**O que fazer**
1. No texto sobre a saúde do trabalhador, qual é o limite de benzeno permitido por lei?
2. Copie do texto sobre a saúde do trabalhador o trecho que começa em "O livro mostra" e vai até "vermelhos no sangue.", incluindo essas palavras.
3. Por favor, dê continuidade ao texto sobre a saúde do trabalhador a partir do ponto em que ele termina.

**Texto fornecido**
É elevado o índice de mortalidade entre a população trabalhadora brasileira: na faixa entre quinze e 54 anos ela afeta 57% no sexo masculino e 37% no sexo feminino. Anualmente mais de 5 mil novas substâncias químicas são introduzidas no sistema industrial.

O livro mostra como os locais de trabalho aparecem envoltos em vapores de substâncias químicas, poeiras e névoas. Acresce o fato de a maior parte da poeira tóxica ser invisível, porém seu efeito cumulativo no organismo significa a morte lenta no trabalho. O país, em matéria de pesquisa toxicológica, está dando os primeiros passos.

A pesquisa analisa a Cosipa no setor siderúrgico, onde o ruído excessivo mistura-se ao calor, à intoxicação pelo benzeno, produzindo a leucopenia, só muito tardiamente reconhecida como doença profissional pelo Inamps. Contaram-se na empresa 2 100 leucopênicos. Essa doença resulta de uma alteração orgânica caracterizada pela diminuição do número de glóbulos vermelhos no sangue.

Foram encontrados trabalhadores sofrendo de benzenismo devido à exposição crônica ao benzeno, que é altamente tóxico e pode provocar a leucemia. A pesquisa analisa a exposição do trabalhador ao chumbo, que se traduz por impotência sexual, e mostrou níveis dessa substância no ambiente de trabalho mil vezes acima dos toleráveis.

O livro analisa a pesquisa realizada em São Caetano do Sul na Indústria Matarazzo, na seção dedicada à fabricação do agrotóxico BHC, onde o benzeno encontra-se no ar em alto nível de concentração, no nível de 1.000 ppm (partes por milhão), enquanto o limite permitido por lei é de 8 ppm!

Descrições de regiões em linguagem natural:
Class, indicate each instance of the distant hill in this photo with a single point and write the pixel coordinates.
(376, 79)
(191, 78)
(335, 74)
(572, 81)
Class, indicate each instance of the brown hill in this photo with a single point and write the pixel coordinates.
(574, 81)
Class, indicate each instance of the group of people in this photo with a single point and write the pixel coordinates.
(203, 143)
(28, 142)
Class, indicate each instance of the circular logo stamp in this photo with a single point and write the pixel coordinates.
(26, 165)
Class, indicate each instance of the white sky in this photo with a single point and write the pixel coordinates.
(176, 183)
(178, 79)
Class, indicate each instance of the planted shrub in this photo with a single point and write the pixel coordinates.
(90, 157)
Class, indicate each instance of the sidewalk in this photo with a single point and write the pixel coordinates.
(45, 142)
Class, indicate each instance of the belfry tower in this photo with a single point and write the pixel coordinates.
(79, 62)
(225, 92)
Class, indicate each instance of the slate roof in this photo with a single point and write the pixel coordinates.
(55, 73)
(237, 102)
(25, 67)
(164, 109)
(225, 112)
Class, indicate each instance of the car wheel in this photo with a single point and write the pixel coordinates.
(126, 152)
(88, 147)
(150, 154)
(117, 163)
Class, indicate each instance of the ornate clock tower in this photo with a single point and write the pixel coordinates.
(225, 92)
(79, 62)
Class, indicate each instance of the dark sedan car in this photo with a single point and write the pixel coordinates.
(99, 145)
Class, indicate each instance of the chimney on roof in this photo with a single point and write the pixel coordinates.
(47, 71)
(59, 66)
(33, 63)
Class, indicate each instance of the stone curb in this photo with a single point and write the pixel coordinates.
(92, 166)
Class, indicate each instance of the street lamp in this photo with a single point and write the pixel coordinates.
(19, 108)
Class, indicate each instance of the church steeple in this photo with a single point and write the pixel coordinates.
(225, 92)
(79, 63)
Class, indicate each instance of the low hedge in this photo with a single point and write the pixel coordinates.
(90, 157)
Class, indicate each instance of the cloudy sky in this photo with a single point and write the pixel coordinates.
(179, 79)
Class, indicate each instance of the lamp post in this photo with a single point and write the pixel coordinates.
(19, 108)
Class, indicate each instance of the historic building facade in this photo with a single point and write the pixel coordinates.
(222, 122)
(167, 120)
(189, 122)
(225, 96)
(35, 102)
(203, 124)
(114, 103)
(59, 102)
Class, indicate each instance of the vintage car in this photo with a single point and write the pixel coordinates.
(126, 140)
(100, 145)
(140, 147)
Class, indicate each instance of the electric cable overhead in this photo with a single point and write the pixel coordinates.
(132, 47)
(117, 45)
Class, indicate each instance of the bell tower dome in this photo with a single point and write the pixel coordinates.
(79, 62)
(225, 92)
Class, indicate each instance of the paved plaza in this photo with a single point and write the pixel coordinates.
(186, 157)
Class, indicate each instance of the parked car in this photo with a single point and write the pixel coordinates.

**Respostas por tarefa**
1. 8 ppm (partes por milhão).

2.
O livro mostra como os locais de trabalho aparecem envoltos em vapores de substâncias químicas, poeiras e névoas. Acresce o fato de a maior parte da poeira tóxica ser invisível, porém seu efeito cumulativo no organismo significa a morte lenta no trabalho. O país, em matéria de pesquisa toxicológica, está dando os primeiros passos.

A pesquisa analisa a Cosipa no setor siderúrgico, onde o ruído excessivo mistura-se ao calor, à intoxicação pelo benzeno, produzindo a leucopenia, só muito tardiamente reconhecida como doença profissional pelo Inamps. Contaram-se na empresa 2 100 leucopênicos. Essa doença resulta de uma alteração orgânica caracterizada pela diminuição do número de glóbulos vermelhos no sangue.

3.
O livro mostra a ação do dissulfeto de carbono e suas conseqüências sobre a saúde de um trabalhador exposto horas e horas a este produto altamente tóxico. Analisa a Cia. Nitro Química, onde em outubro de 1986, seiscentos funcionários do setor de fiação da empresa entraram em greve protestando contra as más condições de trabalho. Exames constataram excesso de ácido sulfúrico e sulfídrico, o que causara catorze casos de conjuntivite química entre os trabalhadores. Névoas de gás sulfídrico foram encontradas num nível de concentração 211 vezes acima do permitido por lei. Aliem-se a isso iluminação deficiente, calor e ruído excessivo. A fiscalização da Delegacia Regional do Trabalho é omissa e o sindicato não pode entrar na fábrica.

O livro aponta a seção de raiom com nível de ruído muito elevado e iluminação deficiente. A seção de dissulfeto de carbono era conhecida como "Ilha do Diabo" pelo calor excessivo e freqüentes explosões que causavam queimaduras entre os trabalhadores. A demorada exposição ao dissulfeto de carbono pode levar a pessoa à arteriosclerose, a sofrer de degeneração do fígado, de depressão do sistema nervoso central, o que, por sua vez, produz insônia, dor de cabeça, tontura, impotência, hipertensão e surdez.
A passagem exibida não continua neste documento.